__Task list__:
- a) Answer these questions using the article on "Woke Up Late":
(i) What position did the original release reach on the New Zealand Singles Chart?
(ii) Who reinterpreted the lyrics for "I Moeroa / Woke Up Late"?
(iii) In which network's show was the Hailee Steinfeld version featured in March 2019?
- b) From the article on "Woke Up Late", extract word for word the section from "Year-end charts" to "studio album (2019).".
- c) Decide whether each statement agrees with the article on "Woke Up Late". Answer yes or no, and quote the words from the article that decide it.
(i) The duet featuring Hailee Steinfeld was released on 21 January 2019.
(ii) A remix of the song by Sam Feldt was released in September 2019.
(iii) The band contacted Steinfeld because they liked her songs "Starving" and "Let Me Go".

__Source passage__:
[Start]

"Woke Up Late" is a song by New Zealand band Drax Project, originally released in November 2017. It reached number 15 on the New Zealand Singles Chart and was included on their 2018 EP Noon.

Background
In September 2019, Drax Project re-recorded the song for Waiata / Anthems, a collection of re-recorded New Zealand pop songs to promote te Wiki o te Reo Māori (Māori Language Week). The new version, retitled "I Moeroa / Woke Up Late", featured lyrics reinterpreted by scholar Tīmoti Kāretu. This version reached number six on the New Zealand artists' singles chart.

Track listing

Charts

Weekly charts

Year-end charts

Certifications

Release history

Drax Project and Hailee Steinfeld version

The duet version featuring American actress and singer Hailee Steinfeld was released on 21 January 2019 as the lead single from her self-titled debut studio album (2019).

Background
The band said that it "cross[ed] our minds while writing it as to how it might work as a duet -- with a female voice telling her side", and so they reached out to Steinfeld as they liked her songs "Starving" and "Let Me Go". The collaboration happened after Drax Project toured with singer Camila Cabello. A member of Cabello's team was good friends with Steinfeld, and after showing her the song, she loved it and asked the band to be a featured vocalist on the track. iHeartRadio noted how the song "tells the story of sleeping in after a wild night out, realizing you're at someone else's house".

In March 2019, the version featuring Hailee Steinfeld was featured in an episode of CBS's MacGyver. In May 2019, a remix of the song by Sam Feldt was released.

[End]

__Information shown__:
[Start]

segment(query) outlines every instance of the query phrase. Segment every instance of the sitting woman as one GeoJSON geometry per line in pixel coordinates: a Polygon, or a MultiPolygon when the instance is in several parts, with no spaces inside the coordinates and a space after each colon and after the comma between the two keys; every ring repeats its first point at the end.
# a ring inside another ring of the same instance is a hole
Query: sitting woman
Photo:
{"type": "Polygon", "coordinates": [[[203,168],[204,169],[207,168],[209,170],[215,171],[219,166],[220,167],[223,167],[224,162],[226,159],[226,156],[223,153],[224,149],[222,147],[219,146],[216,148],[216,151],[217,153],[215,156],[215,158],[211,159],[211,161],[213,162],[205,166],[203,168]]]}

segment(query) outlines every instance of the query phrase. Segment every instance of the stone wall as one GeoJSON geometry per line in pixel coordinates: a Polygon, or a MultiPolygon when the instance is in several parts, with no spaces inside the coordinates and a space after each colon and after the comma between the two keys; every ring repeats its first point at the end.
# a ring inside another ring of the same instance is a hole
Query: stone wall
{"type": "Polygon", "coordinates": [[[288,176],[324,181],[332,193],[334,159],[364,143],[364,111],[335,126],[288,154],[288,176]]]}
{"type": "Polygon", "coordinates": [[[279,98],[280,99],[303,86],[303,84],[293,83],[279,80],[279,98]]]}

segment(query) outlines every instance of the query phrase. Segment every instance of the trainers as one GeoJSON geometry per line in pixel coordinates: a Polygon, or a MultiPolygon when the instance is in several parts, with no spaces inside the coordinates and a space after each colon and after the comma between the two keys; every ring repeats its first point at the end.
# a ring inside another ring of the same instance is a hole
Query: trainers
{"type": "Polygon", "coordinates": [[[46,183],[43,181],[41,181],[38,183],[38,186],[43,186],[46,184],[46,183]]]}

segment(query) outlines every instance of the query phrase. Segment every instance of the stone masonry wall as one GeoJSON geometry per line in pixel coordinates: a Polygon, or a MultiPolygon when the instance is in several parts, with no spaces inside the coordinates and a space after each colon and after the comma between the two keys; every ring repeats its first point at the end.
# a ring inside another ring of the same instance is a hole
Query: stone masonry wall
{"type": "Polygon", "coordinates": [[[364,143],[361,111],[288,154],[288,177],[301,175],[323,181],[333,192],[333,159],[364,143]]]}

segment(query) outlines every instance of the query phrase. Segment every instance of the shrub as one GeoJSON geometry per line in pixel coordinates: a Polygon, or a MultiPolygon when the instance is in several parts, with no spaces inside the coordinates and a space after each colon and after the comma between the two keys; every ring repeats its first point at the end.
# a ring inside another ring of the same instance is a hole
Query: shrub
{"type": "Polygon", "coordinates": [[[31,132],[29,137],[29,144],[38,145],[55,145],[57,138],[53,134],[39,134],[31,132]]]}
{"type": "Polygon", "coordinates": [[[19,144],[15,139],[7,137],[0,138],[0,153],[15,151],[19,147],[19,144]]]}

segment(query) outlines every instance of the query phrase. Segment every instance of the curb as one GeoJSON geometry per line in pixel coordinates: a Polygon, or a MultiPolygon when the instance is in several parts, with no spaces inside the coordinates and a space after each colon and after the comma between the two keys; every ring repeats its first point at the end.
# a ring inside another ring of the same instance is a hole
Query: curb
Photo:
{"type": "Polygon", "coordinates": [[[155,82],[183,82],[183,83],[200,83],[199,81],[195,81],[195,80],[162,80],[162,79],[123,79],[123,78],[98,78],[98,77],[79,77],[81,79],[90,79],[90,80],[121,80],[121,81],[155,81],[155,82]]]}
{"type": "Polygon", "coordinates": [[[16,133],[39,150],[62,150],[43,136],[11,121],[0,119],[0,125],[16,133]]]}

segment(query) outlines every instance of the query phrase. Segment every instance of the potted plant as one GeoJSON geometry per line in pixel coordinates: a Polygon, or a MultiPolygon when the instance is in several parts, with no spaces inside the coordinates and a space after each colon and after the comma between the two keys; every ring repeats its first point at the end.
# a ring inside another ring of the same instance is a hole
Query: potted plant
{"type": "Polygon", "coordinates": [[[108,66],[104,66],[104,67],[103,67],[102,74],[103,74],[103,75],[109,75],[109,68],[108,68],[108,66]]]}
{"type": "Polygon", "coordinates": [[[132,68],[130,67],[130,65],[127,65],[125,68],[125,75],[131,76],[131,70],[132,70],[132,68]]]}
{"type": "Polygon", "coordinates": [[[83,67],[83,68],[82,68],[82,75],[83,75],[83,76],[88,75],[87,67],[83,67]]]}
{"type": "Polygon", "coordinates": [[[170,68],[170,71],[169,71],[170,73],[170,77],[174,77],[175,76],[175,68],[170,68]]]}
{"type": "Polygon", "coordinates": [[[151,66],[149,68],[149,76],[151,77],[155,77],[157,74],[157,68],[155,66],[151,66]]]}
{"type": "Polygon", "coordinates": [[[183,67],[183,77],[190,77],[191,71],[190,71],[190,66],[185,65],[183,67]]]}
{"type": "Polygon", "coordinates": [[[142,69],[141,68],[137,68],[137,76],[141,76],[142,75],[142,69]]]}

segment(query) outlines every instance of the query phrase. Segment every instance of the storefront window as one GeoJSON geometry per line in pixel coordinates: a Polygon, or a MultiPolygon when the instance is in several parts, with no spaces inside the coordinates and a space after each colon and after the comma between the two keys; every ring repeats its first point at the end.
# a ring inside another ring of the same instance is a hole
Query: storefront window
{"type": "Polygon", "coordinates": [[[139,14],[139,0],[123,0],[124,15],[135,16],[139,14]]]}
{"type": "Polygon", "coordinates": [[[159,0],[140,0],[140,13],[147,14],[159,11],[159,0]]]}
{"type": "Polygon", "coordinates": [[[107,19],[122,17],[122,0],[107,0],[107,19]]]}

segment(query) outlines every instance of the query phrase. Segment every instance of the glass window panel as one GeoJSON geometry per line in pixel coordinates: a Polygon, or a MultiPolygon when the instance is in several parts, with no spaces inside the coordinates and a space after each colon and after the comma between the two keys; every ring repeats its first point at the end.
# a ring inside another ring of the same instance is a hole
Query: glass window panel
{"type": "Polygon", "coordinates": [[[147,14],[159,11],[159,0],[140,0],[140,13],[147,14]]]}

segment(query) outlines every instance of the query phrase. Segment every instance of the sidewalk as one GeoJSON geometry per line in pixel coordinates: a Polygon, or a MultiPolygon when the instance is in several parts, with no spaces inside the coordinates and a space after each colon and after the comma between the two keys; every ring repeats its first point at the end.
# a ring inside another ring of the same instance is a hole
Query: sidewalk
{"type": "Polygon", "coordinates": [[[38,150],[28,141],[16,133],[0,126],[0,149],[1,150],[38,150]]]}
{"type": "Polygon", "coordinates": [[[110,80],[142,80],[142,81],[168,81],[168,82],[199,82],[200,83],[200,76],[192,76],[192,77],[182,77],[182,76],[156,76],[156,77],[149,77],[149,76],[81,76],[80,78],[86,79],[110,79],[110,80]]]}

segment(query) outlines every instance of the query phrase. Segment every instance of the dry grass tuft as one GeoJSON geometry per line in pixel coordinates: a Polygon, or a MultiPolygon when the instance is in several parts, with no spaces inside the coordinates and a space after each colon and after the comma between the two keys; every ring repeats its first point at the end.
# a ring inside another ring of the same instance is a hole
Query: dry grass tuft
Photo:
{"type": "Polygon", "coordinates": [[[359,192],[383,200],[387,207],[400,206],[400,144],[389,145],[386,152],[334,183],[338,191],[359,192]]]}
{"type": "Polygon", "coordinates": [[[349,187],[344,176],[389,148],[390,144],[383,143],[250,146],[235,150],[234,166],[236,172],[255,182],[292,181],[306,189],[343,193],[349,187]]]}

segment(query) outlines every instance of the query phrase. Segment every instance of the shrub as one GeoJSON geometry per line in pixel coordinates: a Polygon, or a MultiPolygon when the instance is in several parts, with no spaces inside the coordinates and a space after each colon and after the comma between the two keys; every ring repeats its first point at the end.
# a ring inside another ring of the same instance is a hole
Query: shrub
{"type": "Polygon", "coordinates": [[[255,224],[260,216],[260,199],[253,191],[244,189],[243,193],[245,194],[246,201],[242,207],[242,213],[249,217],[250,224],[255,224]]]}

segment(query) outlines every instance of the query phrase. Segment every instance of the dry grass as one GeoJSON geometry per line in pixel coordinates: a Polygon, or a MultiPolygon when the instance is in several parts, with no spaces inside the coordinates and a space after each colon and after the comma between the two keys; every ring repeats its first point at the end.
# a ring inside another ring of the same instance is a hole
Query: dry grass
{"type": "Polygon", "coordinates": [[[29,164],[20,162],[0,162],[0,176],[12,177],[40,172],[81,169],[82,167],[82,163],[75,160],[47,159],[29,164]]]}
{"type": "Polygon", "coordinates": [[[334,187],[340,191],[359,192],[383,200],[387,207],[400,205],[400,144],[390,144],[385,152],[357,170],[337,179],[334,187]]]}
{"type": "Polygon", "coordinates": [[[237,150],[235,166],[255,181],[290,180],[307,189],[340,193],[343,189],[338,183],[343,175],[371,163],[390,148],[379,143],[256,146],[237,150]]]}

[End]

__Answers per task__:
- a)
(i) Number 15.
(ii) The scholar Tīmoti Kāretu.
(iii) CBS's MacGyver.

- b)
Year-end charts

Certifications

Release history

Drax Project and Hailee Steinfeld version

The duet version featuring American actress and singer Hailee Steinfeld was released on 21 January 2019 as the lead single from her self-titled debut studio album (2019).

- c)
(i) Yes: "was released on 21 January 2019"
(ii) No: "In May 2019, a remix of the song by Sam Feldt was released."
(iii) Yes: "they reached out to Steinfeld as they liked her songs "Starving" and "Let Me Go""